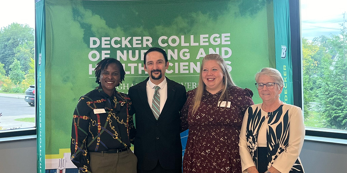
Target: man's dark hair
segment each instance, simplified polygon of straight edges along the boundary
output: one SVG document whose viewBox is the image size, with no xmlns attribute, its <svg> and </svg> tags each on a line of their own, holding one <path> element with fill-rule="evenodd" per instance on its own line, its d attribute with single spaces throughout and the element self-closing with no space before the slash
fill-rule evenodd
<svg viewBox="0 0 347 173">
<path fill-rule="evenodd" d="M 159 47 L 152 47 L 152 48 L 149 49 L 147 51 L 147 52 L 146 52 L 146 53 L 145 53 L 145 55 L 143 57 L 143 64 L 144 64 L 145 65 L 146 65 L 146 56 L 147 56 L 147 54 L 151 52 L 154 51 L 160 52 L 161 53 L 161 54 L 163 54 L 163 55 L 164 56 L 164 58 L 165 59 L 165 64 L 166 64 L 166 63 L 168 61 L 168 55 L 166 54 L 166 52 L 165 52 L 165 51 Z"/>
<path fill-rule="evenodd" d="M 97 66 L 95 68 L 95 76 L 96 77 L 96 80 L 95 81 L 97 83 L 100 84 L 100 75 L 101 74 L 101 72 L 107 69 L 108 65 L 111 64 L 116 64 L 118 68 L 119 69 L 119 73 L 120 73 L 120 83 L 122 83 L 122 81 L 124 81 L 124 76 L 125 75 L 125 72 L 124 69 L 123 67 L 123 65 L 120 63 L 119 61 L 113 58 L 107 58 L 104 59 L 99 63 L 96 64 Z M 117 86 L 119 85 L 119 84 Z"/>
</svg>

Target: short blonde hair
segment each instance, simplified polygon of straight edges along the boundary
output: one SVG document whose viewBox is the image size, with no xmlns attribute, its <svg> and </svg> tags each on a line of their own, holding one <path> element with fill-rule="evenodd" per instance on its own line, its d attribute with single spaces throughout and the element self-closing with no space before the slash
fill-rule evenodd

==============================

#### The task:
Reproduce every line of the records above verbatim, omitting the pictures.

#### Exercise answer:
Target: man's dark hair
segment each instance, simplified polygon of straight edges along the boundary
output: one SVG document whose viewBox is the image size, with no xmlns attribute, its <svg> and </svg> tags each on a line of their own, holding one <path> element with fill-rule="evenodd" per instance on its own line, its d attribute with single spaces throughout and the element self-closing with no space before the slash
fill-rule evenodd
<svg viewBox="0 0 347 173">
<path fill-rule="evenodd" d="M 159 47 L 152 47 L 152 48 L 149 49 L 147 51 L 147 52 L 146 52 L 146 53 L 145 53 L 145 55 L 143 57 L 143 64 L 144 64 L 145 65 L 146 65 L 146 56 L 147 56 L 147 54 L 151 52 L 154 51 L 160 52 L 161 53 L 161 54 L 163 54 L 163 55 L 164 56 L 164 58 L 165 59 L 165 64 L 166 64 L 166 63 L 168 61 L 168 55 L 166 54 L 166 52 L 165 52 L 165 51 Z"/>
<path fill-rule="evenodd" d="M 97 66 L 95 68 L 95 76 L 96 77 L 96 80 L 95 81 L 97 83 L 100 84 L 100 75 L 101 74 L 101 72 L 107 69 L 108 65 L 111 64 L 116 64 L 118 68 L 119 69 L 119 73 L 120 73 L 120 83 L 122 83 L 122 81 L 124 81 L 124 76 L 125 75 L 125 72 L 124 69 L 123 67 L 123 65 L 120 63 L 119 61 L 113 58 L 107 58 L 104 59 L 99 63 L 96 64 Z M 117 86 L 119 85 L 119 84 Z"/>
</svg>

Target: short blonde hair
segment each instance, simplified polygon of straight edges along the boundary
output: one SVG document whose viewBox is the image size, with no xmlns attribute, its <svg> and </svg> tags each on a line of their own, holding one <path> element with fill-rule="evenodd" per instance on its own line, its d attribute with single spaces throughout and the element self-closing with no space before the slash
fill-rule evenodd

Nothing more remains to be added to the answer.